Selected passage:
+ + + + + + +

User:Yamaha5/ConflictBot

From Wikidata
Jump to navigation Jump to search

Wrong Interwiki Namespace

[edit]
sql fawiki_p 'SELECT /*SLOW OK */ page_title,page_namespace ,ll_title  FROM page  JOIN langlinks ON page_id = ll_from WHERE page_namespace = 0 AND page_is_redirect = 0 AND ll_lang="en" AND ((ll_title LIKE "%Template:%") OR (ll_title LIKE "%Category:%") OR (ll_title LIKE "%Wikipedia:%") OR (ll_title LIKE "%Portal:%") OR (ll_title LIKE "%User:%") OR (ll_title LIKE "%talk:%") OR (ll_title LIKE "%Talk:%")) GROUP BY page_id;' >foo.txt

Templates Wrong interwiki

[edit]
sql fawiki_p 'SELECT page_title FROM page JOIN langlinks ON page_id = ll_from WHERE page_namespace = 10 AND page_is_redirect = 0 AND (page_title LIKE "%/doc%" OR page_title LIKE "%/Doc%") GROUP BY page_title ORDER BY COUNT(ll_from) DESC;' >foo2.txt

Bot code

[edit]

This code lists the pages which has wrong interwiki for example:

  • fa:a > en:a > fa:b
  • fa:a > en:a > nopage

you can change fa with other local wiki (de,it,ru,...)

It will report the conflicts on WrongInterList.txt file.

options

[edit]

by changing 'namespace' you can get query for other namespaces

code

[edit]
#!/usr/bin/python
# -*- coding: utf-8 -*-
# BY: رضا (User:reza1615 on fa.wikipedia)
# Distributed under the terms of the CC-BY-SA 3.0 .

+ + + + + + +

Given information:

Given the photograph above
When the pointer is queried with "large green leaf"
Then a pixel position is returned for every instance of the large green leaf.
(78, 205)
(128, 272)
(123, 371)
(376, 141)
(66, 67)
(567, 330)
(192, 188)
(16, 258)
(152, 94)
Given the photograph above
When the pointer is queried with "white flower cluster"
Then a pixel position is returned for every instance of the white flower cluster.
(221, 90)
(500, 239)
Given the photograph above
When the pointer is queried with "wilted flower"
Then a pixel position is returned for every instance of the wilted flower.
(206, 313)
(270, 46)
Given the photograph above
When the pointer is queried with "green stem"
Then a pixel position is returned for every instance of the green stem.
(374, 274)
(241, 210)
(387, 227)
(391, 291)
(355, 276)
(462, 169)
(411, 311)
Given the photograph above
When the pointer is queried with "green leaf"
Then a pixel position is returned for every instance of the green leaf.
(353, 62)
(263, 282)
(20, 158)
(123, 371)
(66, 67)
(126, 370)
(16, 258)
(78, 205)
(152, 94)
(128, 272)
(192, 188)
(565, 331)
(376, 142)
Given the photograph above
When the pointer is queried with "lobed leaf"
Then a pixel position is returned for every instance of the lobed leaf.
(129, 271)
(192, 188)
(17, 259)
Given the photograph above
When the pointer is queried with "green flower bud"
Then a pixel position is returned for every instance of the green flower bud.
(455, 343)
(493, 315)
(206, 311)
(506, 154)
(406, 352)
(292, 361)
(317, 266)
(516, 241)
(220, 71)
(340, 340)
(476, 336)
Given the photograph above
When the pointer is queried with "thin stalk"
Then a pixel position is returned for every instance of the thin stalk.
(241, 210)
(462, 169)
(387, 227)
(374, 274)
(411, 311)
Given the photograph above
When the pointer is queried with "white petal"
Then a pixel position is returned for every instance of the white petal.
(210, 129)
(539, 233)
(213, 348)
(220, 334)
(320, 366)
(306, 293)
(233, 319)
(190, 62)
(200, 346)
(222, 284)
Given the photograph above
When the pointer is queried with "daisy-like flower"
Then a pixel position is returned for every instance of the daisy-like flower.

+ + + + + + +

Exercise instructions:
**A)** Shorten the paragraph of the ConflictBot page that begins "This code lists the pages," keeping its main facts.
**B)** Continue the ConflictBot page from the point where it stops.
The data has nothing to do with the ConflictBot page.

Answers to the exercises:
**A)** The code lists pages with wrong interwiki links, for example fa:a linking to en:a, which then links back to fa:b or to no page.

**B)**
import codecs,config,wikipedia
import MySQLdb as mysqldb
items_a,items_b,items_c=[],[],{}
text_w,q_text=u'\n',u'\n'

#--------------------------------------------------need change---------------------------
first_wiki='fa'
second_wiki='en'
'''
Mediawiki Important Namespaces
0  =  Main
10 = Template
14 = Category
'''
namespace="0"

#----------------------------------------------------------------------------------------
if int(namespace)>0:
    first_wiki_site = wikipedia.getSite(first_wiki)
    first_wiki_pre=first_wiki_site.namespace(int(namespace), all = True)[0]+u':'
    
    second_wiki_site=wikipedia.getSite(second_wiki)
    second_wiki_pre=second_wiki_site.namespace(int(namespace), all = True)[0]+u':'
else:
    first_wiki_pre,second_wiki_pre=u'',u''

'''
first_wiki_pre,second_wiki_pre=u'رده:',u'Category:'
namespace="14"
'''

wikipedia.output('--------------First Query--------------------')
site  = wikipedia.getSite(first_wiki)
querys = "SELECT page_title,ll_title  FROM page  JOIN langlinks ON page_id = ll_from WHERE page_is_redirect = 0 AND page_namespace="+namespace+" AND ll_lang='"+second_wiki+"' GROUP BY ll_from;"

conn = mysqldb.connect(first_wiki+"wiki.labsdb", db = site.dbName(),
                       user = config.db_username,
                       passwd = config.db_password)                                
cursor = conn.cursor()
wikipedia.output(u'Executing query:\n%s' % querys)
querys = querys.encode(site.encoding())
cursor.execute(querys)
results = cursor.fetchall()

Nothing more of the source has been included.